== Work task ==
Start at the line in the entries below that contains "Points = one dot per instance of the flower", stop at the line that contains "Target = blurred brown ground", and output exactly the lines in that span, both ends included.

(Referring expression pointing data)
--- START ---

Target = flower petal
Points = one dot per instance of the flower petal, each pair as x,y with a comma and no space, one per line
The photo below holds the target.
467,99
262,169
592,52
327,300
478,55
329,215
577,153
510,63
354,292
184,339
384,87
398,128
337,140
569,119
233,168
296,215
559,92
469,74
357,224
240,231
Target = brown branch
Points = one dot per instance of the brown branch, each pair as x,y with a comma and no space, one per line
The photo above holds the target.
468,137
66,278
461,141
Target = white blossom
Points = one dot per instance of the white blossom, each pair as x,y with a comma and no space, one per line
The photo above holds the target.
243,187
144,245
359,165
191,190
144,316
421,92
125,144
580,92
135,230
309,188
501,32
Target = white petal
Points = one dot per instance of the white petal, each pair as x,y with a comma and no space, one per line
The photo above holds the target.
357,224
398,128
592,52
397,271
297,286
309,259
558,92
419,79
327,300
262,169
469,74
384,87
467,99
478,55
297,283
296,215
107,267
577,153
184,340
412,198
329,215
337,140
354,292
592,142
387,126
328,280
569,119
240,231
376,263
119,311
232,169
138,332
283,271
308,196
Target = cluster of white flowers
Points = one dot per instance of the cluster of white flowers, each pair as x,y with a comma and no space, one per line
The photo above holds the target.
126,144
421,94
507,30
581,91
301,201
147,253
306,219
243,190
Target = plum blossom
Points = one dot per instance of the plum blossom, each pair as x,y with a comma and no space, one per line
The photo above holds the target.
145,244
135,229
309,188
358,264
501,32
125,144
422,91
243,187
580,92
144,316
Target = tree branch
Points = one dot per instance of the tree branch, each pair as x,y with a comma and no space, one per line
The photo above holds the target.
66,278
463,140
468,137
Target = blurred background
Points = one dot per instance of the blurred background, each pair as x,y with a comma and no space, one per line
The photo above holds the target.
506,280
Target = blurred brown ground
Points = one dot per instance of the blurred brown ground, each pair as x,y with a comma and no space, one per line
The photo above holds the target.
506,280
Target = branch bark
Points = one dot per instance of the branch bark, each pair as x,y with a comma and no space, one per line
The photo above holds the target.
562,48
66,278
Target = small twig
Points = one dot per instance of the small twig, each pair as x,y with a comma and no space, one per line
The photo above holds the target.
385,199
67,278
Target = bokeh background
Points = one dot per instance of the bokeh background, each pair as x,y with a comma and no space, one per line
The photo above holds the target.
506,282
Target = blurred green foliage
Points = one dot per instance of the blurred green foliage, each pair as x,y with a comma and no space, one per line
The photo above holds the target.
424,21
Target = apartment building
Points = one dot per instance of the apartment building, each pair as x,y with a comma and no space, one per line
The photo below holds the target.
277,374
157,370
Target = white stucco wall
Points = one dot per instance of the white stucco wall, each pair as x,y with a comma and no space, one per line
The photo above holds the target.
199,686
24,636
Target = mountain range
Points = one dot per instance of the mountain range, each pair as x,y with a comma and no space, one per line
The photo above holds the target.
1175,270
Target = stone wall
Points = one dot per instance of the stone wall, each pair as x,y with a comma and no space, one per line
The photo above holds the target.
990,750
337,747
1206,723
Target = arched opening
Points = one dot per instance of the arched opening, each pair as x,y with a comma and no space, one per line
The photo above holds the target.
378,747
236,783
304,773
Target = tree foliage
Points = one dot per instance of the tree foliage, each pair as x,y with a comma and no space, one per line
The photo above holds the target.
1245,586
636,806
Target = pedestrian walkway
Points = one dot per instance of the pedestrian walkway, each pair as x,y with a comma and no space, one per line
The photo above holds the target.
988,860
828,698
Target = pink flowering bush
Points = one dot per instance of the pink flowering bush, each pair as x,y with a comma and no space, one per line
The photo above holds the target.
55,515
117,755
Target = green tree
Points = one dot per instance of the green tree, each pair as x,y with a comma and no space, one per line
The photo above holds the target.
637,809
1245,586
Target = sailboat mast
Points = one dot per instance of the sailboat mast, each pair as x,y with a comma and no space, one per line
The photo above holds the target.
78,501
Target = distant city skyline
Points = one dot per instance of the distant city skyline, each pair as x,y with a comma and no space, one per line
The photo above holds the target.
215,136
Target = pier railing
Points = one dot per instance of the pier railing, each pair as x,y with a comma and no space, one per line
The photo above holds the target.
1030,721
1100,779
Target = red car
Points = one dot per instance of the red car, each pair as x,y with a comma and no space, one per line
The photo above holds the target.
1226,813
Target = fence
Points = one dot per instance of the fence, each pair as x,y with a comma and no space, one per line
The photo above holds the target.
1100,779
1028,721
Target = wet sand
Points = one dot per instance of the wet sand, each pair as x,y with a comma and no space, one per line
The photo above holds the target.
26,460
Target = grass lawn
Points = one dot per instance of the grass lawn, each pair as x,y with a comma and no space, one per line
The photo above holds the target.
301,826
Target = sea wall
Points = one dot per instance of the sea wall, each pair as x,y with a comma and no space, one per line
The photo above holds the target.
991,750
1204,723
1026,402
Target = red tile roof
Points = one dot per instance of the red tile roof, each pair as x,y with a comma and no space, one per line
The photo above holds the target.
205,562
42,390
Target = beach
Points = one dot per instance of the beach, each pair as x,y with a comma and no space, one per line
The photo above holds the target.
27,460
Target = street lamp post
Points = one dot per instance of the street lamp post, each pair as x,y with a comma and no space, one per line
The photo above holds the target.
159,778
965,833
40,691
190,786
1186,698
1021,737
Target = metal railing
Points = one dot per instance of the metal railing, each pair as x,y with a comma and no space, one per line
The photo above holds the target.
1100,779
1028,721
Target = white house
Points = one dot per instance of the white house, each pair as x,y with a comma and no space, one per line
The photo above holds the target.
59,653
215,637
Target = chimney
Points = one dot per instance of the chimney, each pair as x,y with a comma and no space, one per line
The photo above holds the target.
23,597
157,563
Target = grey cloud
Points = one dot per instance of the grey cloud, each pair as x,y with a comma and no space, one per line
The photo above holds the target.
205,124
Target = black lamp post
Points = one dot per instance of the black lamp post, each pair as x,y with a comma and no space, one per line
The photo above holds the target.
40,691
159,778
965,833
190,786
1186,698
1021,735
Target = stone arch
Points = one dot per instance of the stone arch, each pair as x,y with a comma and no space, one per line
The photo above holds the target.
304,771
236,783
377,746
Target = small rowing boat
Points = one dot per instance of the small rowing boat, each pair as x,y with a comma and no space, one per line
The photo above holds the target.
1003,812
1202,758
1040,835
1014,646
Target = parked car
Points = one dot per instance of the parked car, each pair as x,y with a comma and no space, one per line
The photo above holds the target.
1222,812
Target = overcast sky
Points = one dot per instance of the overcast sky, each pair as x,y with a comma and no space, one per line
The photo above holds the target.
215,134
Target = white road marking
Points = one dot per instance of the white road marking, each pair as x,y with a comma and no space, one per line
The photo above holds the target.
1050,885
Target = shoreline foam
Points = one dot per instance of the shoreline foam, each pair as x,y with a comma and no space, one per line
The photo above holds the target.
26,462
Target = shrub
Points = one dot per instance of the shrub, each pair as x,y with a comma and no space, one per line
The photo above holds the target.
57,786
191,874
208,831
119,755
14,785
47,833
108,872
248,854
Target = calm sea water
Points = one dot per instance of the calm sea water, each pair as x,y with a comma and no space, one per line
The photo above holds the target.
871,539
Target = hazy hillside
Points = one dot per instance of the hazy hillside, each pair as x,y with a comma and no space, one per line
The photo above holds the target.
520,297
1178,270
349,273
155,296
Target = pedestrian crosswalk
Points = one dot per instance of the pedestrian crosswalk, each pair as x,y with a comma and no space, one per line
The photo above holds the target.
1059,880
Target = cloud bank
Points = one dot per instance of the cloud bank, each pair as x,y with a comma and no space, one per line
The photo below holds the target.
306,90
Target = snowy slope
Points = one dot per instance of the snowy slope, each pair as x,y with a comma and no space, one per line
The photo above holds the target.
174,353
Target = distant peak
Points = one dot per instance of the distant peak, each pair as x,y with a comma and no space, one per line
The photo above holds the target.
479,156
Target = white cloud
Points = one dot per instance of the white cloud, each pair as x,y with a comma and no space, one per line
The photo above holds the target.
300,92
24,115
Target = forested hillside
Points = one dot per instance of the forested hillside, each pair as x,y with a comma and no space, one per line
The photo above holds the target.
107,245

--- END ---

== Result for this exercise ==
Points = one dot per instance of the flower petal, each pair as x,y with a comma and no space, one per line
The photo below holds the target.
467,99
262,169
592,52
327,300
478,55
329,215
577,153
510,63
354,292
184,339
384,87
398,128
337,140
569,119
233,168
296,215
559,92
469,74
357,224
240,231
Target = brown branch
Points = one dot per instance of the brown branch, each pair as x,y with a comma and no space, one per line
The photo above holds the target.
468,137
66,278
461,141
Target = white blossom
Points = one dot per instance of the white blossom, each pair as x,y with a comma and no space, one per line
The photo above holds the target.
243,187
144,245
359,165
191,190
144,316
421,92
125,144
580,92
135,230
309,188
501,32
Target = white petal
Points = one dot per instance of the white petal, each pair as x,y with a comma and no space, one per line
The photo above holds the target.
357,224
398,128
592,52
397,271
297,286
309,259
558,92
419,79
327,300
262,169
469,74
384,87
467,99
478,55
297,283
296,215
107,267
577,153
184,340
412,198
329,215
337,140
354,292
592,142
387,126
328,280
569,119
240,231
376,263
119,311
232,169
138,332
283,271
308,196
Target = cluster of white flowers
Points = one dot per instance of the cluster of white flowers, each pair as x,y with a comma and no space, one per line
The photo above holds the target.
126,144
421,94
507,30
581,91
301,201
147,253
306,219
243,190
Target = plum blossom
Points = one dot per instance of the plum blossom, each pair as x,y with a comma and no space, one per line
The photo above holds the target.
145,244
135,229
309,188
358,264
501,32
125,144
422,91
243,187
580,92
144,316
Target = tree branch
Points = one dot per instance of the tree branch, each pair as x,y with a comma and no space, one per line
The photo above holds the target.
66,278
463,140
468,137
Target = blurred background
Points = one dot per instance of the blurred background, each pair as x,y with a comma and no space, one per line
The photo above holds the target.
506,280
Target = blurred brown ground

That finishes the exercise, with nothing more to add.